- Exercise directions
In the text on emotional integration below, why does The Whole Health Center consider it profoundly important to provide education and therapeutic support for emotional healing? Answer in one to three sentences.
Segment Start: Given text
Emotional Integration

  • Our emotions arise out of the most raw, responsive energies of the living organism. Feelings of need, anger, desire, disappointment, satisfaction and fear are with us preverbally, from the earliest moments of our conscious being. And we also begin to learn to manage them at the earliest age.

    If we are emotionally mature adults we are able to feel our emotions, acknowledge them, and take responsibility for their appropriate expression in a way that still leaves us feeling whole. But as vulnerable children or newborns, with the tenderest ego boundaries, or none at all, the tide of emotions as it comes up against the world can be overwhelming or self-threatening. We learn to manage our emotions based on all the messages from our human environment about what is acceptable and non-acceptable, what will invoke the love necessary to our survival, and what will lose it. We may even frighten ourselves with the overwhelmingness of our feelings and consider them a threat to our survival. In either case, our emotional management consists only of repressing, or distancing ourselves from these feelings. In so doing, we are abandoning a part of ourselves as well. This emotional dilemma is magnified in cases of physical, emotional and sexual abuse.

    Hence, as adults, we may find ourselves fragmented and in conflict, having disowned parts of ourselves and built unconscious defenses around that self-abandonment. Yet these disowned parts and unresolved feelings continue to run our lives from the unconscious level. Our instinctive self somehow wants the rest of us back, and yet fears it.

    The path of healing leads through re-experiencing and re-grieving our early hurts and separations at the feeling level – but now with the help of our new adult strengths and support systems. This process can be very gentle and also very challenging. It can only happen at the right time for each person.

    In the absence of this work, the drama of repression, conflict and self-rejection will not only continue to feed many of our personal dynamics, but it also will continue to be at the root of humanity’s collective social and political history of violence, oppression and self-destruction. Yet emotional healing is given minimal focus or support in today’s medical or insurance-driven models of therapy. That is why at The Whole Health Center we consider it profoundly important to provide education and specific therapeutic support for this process.
Segment End: Given text
Segment Start: Information
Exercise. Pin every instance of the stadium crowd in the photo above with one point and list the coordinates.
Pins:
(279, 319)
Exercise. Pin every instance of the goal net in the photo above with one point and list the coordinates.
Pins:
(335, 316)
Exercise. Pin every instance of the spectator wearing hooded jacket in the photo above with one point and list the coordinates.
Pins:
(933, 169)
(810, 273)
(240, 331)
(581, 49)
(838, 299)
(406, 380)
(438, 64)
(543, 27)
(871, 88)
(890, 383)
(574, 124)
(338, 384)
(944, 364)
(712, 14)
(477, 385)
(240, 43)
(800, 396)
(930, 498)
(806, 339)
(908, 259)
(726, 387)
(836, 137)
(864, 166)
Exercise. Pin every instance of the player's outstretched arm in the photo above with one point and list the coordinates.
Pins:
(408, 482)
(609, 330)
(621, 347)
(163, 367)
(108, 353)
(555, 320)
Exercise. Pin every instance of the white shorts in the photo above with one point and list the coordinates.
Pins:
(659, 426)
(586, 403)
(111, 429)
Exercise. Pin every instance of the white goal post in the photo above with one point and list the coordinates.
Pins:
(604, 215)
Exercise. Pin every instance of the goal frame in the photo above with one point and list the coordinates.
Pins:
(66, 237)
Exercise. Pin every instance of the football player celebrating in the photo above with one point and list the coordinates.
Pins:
Segment End: Information
- Expected answer
Emotional healing gets minimal focus or support in today's medical or insurance-driven models of therapy. Without this work, the drama of repression, conflict and self-rejection keeps feeding many personal dynamics and stays at the root of humanity's collective history of violence, oppression and self-destruction.